Description of the task:
Rewrite every line of the records below as a JSON list of strings, one string per line, with blank lines omitted.

Data in this exercise:
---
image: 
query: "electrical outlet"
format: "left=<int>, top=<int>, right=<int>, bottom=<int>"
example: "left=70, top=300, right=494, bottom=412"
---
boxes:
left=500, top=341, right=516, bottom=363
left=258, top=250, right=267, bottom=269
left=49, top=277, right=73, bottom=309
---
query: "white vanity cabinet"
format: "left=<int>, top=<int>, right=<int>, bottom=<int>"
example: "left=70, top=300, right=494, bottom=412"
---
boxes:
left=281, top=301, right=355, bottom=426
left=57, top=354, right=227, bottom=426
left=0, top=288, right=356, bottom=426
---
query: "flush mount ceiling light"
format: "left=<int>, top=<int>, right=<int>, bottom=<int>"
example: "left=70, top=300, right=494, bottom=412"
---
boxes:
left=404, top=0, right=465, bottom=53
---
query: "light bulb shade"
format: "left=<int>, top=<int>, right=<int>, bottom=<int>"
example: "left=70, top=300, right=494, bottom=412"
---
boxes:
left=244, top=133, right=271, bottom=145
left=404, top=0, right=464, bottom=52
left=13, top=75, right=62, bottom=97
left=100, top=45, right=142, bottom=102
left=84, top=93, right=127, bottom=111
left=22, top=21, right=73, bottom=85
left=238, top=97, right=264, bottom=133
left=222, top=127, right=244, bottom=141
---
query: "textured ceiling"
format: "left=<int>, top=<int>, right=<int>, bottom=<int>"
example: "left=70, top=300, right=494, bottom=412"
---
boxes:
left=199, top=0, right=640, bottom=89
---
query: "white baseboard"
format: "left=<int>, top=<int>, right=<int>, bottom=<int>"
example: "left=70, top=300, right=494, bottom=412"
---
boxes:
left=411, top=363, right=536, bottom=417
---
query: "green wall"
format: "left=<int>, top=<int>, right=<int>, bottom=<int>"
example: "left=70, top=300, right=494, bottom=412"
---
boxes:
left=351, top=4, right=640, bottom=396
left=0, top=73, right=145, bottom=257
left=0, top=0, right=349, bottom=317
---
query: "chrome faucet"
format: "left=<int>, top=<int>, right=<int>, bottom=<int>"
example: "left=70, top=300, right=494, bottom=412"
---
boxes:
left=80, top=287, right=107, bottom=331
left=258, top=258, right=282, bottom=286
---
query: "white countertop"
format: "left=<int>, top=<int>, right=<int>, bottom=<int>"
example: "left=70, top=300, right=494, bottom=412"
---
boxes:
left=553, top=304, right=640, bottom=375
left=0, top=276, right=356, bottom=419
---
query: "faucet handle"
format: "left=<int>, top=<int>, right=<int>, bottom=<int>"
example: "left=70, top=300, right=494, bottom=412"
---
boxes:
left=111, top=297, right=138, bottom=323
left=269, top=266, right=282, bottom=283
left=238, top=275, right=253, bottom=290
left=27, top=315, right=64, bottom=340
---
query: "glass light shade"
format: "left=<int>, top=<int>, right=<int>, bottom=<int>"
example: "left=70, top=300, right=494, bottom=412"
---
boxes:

Answer below:
[
  "---",
  "image: ",
  "query: \"electrical outlet\"",
  "format: \"left=<int>, top=<int>, right=<int>, bottom=<int>\"",
  "example: \"left=70, top=300, right=494, bottom=412\"",
  "---",
  "boxes:",
  "left=500, top=341, right=516, bottom=363",
  "left=258, top=250, right=267, bottom=269",
  "left=49, top=277, right=73, bottom=309",
  "---",
  "query: \"white vanity cabinet\"",
  "format: \"left=<int>, top=<int>, right=<int>, bottom=<int>\"",
  "example: \"left=70, top=300, right=494, bottom=412\"",
  "---",
  "boxes:",
  "left=281, top=301, right=355, bottom=426",
  "left=57, top=354, right=227, bottom=426",
  "left=0, top=288, right=356, bottom=426",
  "---",
  "query: \"flush mount ceiling light\"",
  "format: \"left=<int>, top=<int>, right=<int>, bottom=<int>\"",
  "example: \"left=70, top=300, right=494, bottom=412\"",
  "---",
  "boxes:",
  "left=404, top=0, right=465, bottom=53",
  "---",
  "query: \"light bulb shade\"",
  "format: \"left=<int>, top=<int>, right=<int>, bottom=<int>\"",
  "example: \"left=70, top=300, right=494, bottom=412\"",
  "---",
  "boxes:",
  "left=244, top=133, right=271, bottom=145",
  "left=404, top=0, right=464, bottom=52",
  "left=13, top=75, right=62, bottom=97",
  "left=100, top=45, right=142, bottom=102",
  "left=84, top=93, right=127, bottom=111",
  "left=22, top=21, right=73, bottom=85",
  "left=238, top=97, right=264, bottom=133",
  "left=222, top=127, right=244, bottom=141",
  "---",
  "query: \"textured ceiling\"",
  "format: \"left=<int>, top=<int>, right=<int>, bottom=<int>\"",
  "example: \"left=70, top=300, right=494, bottom=412\"",
  "---",
  "boxes:",
  "left=199, top=0, right=640, bottom=89",
  "---",
  "query: \"white baseboard\"",
  "format: \"left=<int>, top=<int>, right=<int>, bottom=<int>\"",
  "example: \"left=70, top=300, right=494, bottom=412\"",
  "---",
  "boxes:",
  "left=411, top=363, right=536, bottom=417",
  "---",
  "query: \"green wall\"",
  "format: \"left=<int>, top=<int>, right=<int>, bottom=<int>\"",
  "example: \"left=70, top=300, right=494, bottom=412\"",
  "---",
  "boxes:",
  "left=351, top=4, right=640, bottom=396",
  "left=0, top=73, right=145, bottom=257",
  "left=0, top=0, right=349, bottom=317",
  "---",
  "query: \"chrome faucet\"",
  "format: \"left=<int>, top=<int>, right=<int>, bottom=<int>\"",
  "example: \"left=70, top=300, right=494, bottom=412\"",
  "---",
  "boxes:",
  "left=80, top=287, right=107, bottom=331",
  "left=258, top=258, right=282, bottom=286",
  "---",
  "query: \"white countertop\"",
  "format: \"left=<int>, top=<int>, right=<int>, bottom=<int>\"",
  "example: \"left=70, top=300, right=494, bottom=412\"",
  "---",
  "boxes:",
  "left=553, top=304, right=640, bottom=375",
  "left=0, top=276, right=356, bottom=419",
  "---",
  "query: \"faucet handle\"",
  "format: \"left=<int>, top=<int>, right=<int>, bottom=<int>\"",
  "example: \"left=70, top=300, right=494, bottom=412\"",
  "---",
  "boxes:",
  "left=111, top=297, right=138, bottom=323",
  "left=269, top=266, right=282, bottom=283",
  "left=238, top=275, right=253, bottom=290",
  "left=27, top=315, right=64, bottom=340",
  "---",
  "query: \"glass light shade\"",
  "format: \"left=<int>, top=<int>, right=<int>, bottom=<int>\"",
  "example: \"left=70, top=300, right=494, bottom=412\"",
  "---",
  "boxes:"
]